◆ ACTIONS TO TAKE:
A - Can you repeat the ice-shelf melt simulation captions starting with "Figure 10 Panels (a)" and going on through "forcing simulation (PFast1-rm).", switching "grounding line positions" to "grounding line locations" each time it appears?
B - Can you carry on the ice-shelf melt simulation captions, beginning right after their last sentence?

— START OF PASSAGE TO READ —

Figure 8 Panels (a) and (b) show melt rates in the FVCOM-based regular forcing simulation (CRest1) and the ROMS-based regular forcing simulation (CRest1_R), respectively. Panels (c) and (e) display the differences in melt rates in the FVCOM-based accelerated forcing simulations with factors of 3 (CSpunup3) and 10 (CSpunup10), respectively, relative to the regular forcing simulation. Panels (d) and (f) show the differences in melt rates in the ROMS-based accelerated forcing simulations with factors of 3 (CSpunup3_R) and 10 (CSpunup10_R), respectively, relative to the regular forcing simulation.

Figure 9 Panels (a) and (b) show integrated ice draft changes in the FVCOM-based regular forcing simulation (CRest1) and the ROMS-based regular forcing simulation (CRest1_R), respectively. Panels (c) and (e) display the differences in integrated draft changes in the FVCOM-based accelerated forcing simulations with factors of 3 (CSpunup3) and 10 (CSpunup10), respectively, relative to the regular forcing simulation. Panels (d) and (f) show the differences in integrated draft changes in the ROMS-based accelerated forcing simulations with factors of 3 (CSpunup3_R) and 10 (CSpunup10_R), respectively, relative to the regular forcing simulation.

Figure 10 Panels (a) and (c) show time series of total ocean volume changes and grounding line positions, respectively, in the FVCOM-based regular forcing simulation (CRest1) and the accelerated forcing simulations with factors of 3 (CSpunup3) and 10 (CSpunup10). Panels (b) and (d) display time series of total ocean volume changes and grounding line positions, respectively, in the ROMS-based regular forcing simulation (CRest1_R) and the accelerated forcing simulations with factors of 3 (CSpunup3_R) and 10 (CSpunup10_R).

Figure 11 Time series of (a) cavity-averaged melt rates, (b) ocean volume changes, and (c) grounding line positions from the regular forcing simulation (PFast1) and the accelerated forcing simulations with factors of 3 (PFast3) and 10 (PFast10). Also shown in (a) is a low-pass-filtered version of the melt rate time series from the regular forcing simulation (PFast1-rm).

— END OF PASSAGE TO READ —
— START OF INFORMATION SHOWN —

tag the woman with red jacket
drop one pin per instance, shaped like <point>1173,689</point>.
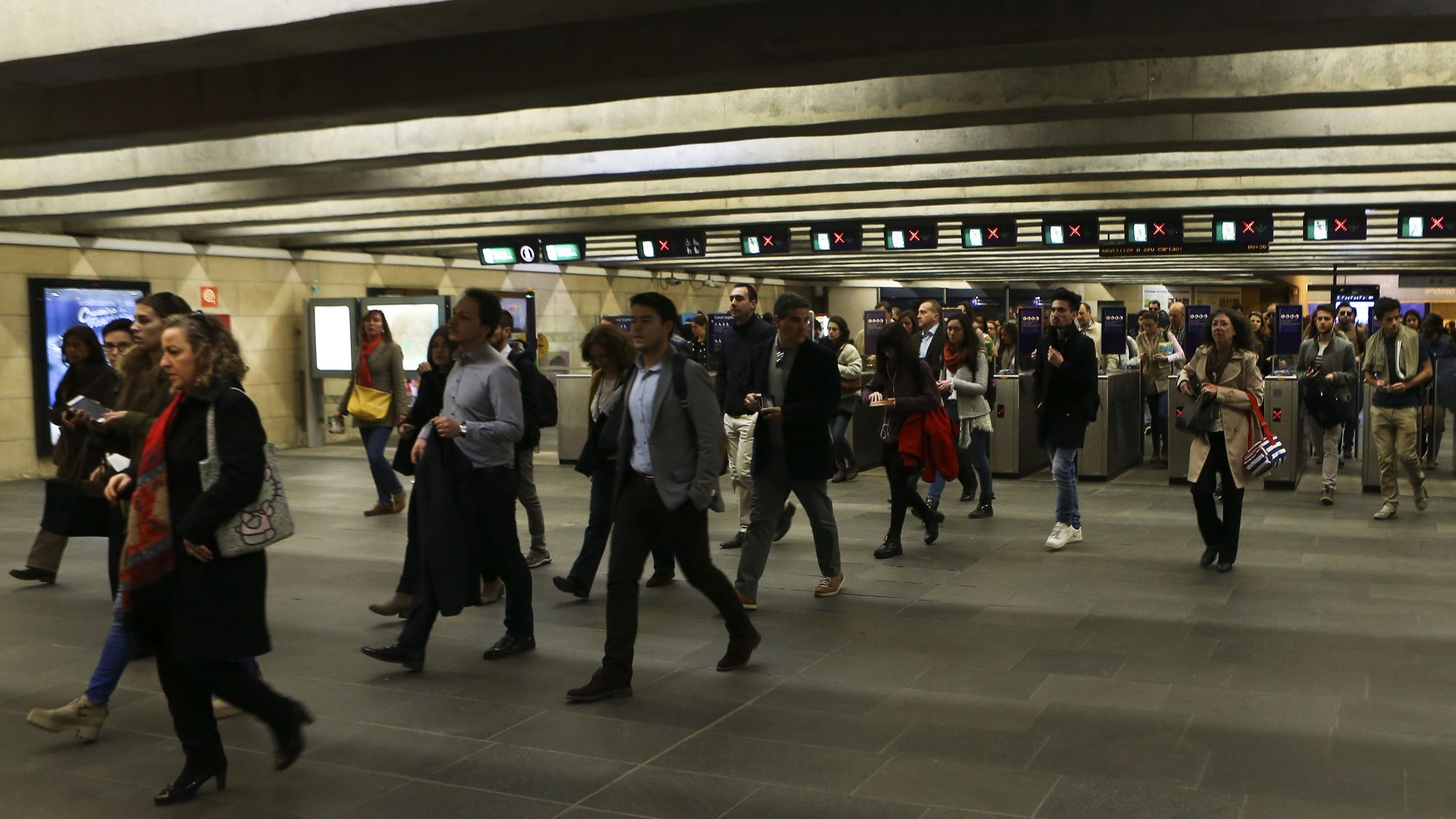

— END OF INFORMATION SHOWN —

◆ TASK RESPONSES:
A -
Figure 10 Panels (a) and (c) show time series of total ocean volume changes and grounding line locations, respectively, in the FVCOM-based regular forcing simulation (CRest1) and the accelerated forcing simulations with factors of 3 (CSpunup3) and 10 (CSpunup10). Panels (b) and (d) display time series of total ocean volume changes and grounding line locations, respectively, in the ROMS-based regular forcing simulation (CRest1_R) and the accelerated forcing simulations with factors of 3 (CSpunup3_R) and 10 (CSpunup10_R).

Figure 11 Time series of (a) cavity-averaged melt rates, (b) ocean volume changes, and (c) grounding line locations from the regular forcing simulation (PFast1) and the accelerated forcing simulations with factors of 3 (PFast3) and 10 (PFast10). Also shown in (a) is a low-pass-filtered version of the melt rate time series from the regular forcing simulation (PFast1-rm).

B -
Figure 12 Panel (a) shows spatial distributions of melt rates from the regular forcing simulation (PFast1), while panels (c) and (e) display the differences in melt rates from the accelerated forcing simulations with factors of 3 (PFast3) and 10 (PFast10) relative to the regular forcing simulation. Panel (b) shows the spatial distribution of integrated ice draft changes from the regular forcing simulation (PFast1), with panels (d) and (f) showing the differences in ice draft changes from the accelerated forcing simulations with factors of 3 (PFast3) and 10 (PFast10) relative to the regular forcing simulation.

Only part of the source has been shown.